Cyber security

10 ways that cyber specialists keep us safe

With so much information and personal data stored online, cyber specialists are working to keep us safe. Find out the top 10 ways to prevent cyber attacks.

Online security breaches are increasingly hitting the headlines, and businesses all over the world are trying to fight the onslaught of ransomware attacks and phishing scams. One example would be a hack on KP Snacks that threatened delivery of crisps, nuts, and other snacks unless the ransom demands were met. But this is just one of more than the current 35,900,145,035 data breaches and hacks worldwide.

As security threats continue to rise, the industry is also beginning to tackle the global deficit of cybersecurity professionals needed to protect everyone against the rising levels of cybercrime. With a high demand for unfilled vacancies and an average salary of £70,000, it has never been a better time to become a cyber security professional. But where do you begin?

The good news is that a wide range of accredited cyber security courses will put you on the right path to becoming a fully fledged Penetration Tester, Ethical Hacker, Security Engineer, etc.

However, before you begin your journey, we recommend exploring the following ten ways cyber specialists keep us safer in this beginner’s guide to cyber security.

How do cyber security professionals keep us safe?

1. Utilise Two-Factor Authentication (2FA) and Multi-Factor Authentication (MFA)

Companies must ensure that either two-factor authentication (2FA) or multi-factor authentication (MFA) capabilities are used to secure everything from network and remote access to email and web-based applications. An increasing concern around using SMS 2FA means that the safest option is to use a hardware token or mobile app to grant users access to their workspace.

- **LIST OF TASKS**
A. Answer these questions from the cyber security article:
(i) What average salary does it give for cyber security work?
(ii) Which company's hack threatened delivery of crisps, nuts, and other snacks?
(iii) What does it call the safest option for granting users access to their workspace?
B. From the cyber security article, write out the passage from "10 ways that" up to and including "prevent cyber attacks.".
C. Translate this sentence from the cyber security article into Spanish: "The good news is that a wide range of accredited cyber security courses will put you on the right path to becoming a fully fledged Penetration Tester, Ethical Hacker, Security Engineer, etc."

- **STORED RECORDS**

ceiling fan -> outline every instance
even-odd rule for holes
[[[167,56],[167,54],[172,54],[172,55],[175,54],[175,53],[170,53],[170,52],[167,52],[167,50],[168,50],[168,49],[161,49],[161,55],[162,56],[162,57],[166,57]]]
...
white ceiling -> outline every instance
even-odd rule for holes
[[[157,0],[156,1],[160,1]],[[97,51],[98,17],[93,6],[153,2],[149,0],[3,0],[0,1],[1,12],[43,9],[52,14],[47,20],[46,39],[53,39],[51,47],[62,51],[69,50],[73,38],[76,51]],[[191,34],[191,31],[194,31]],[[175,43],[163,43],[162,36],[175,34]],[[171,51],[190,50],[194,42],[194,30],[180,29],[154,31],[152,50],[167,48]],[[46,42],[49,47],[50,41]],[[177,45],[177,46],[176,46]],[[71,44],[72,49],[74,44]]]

- **SOLUTIONS**
A.
(i) £70,000
(ii) KP Snacks
(iii) A hardware token or mobile app

B.
10 ways that cyber specialists keep us safe

With so much information and personal data stored online, cyber specialists are working to keep us safe. Find out the top 10 ways to prevent cyber attacks.

C. La buena noticia es que una amplia variedad de cursos acreditados de ciberseguridad te pondrá en el camino correcto para convertirte en un Probador de Penetración, Hacker Ético, Ingeniero de Seguridad, etc., plenamente cualificado.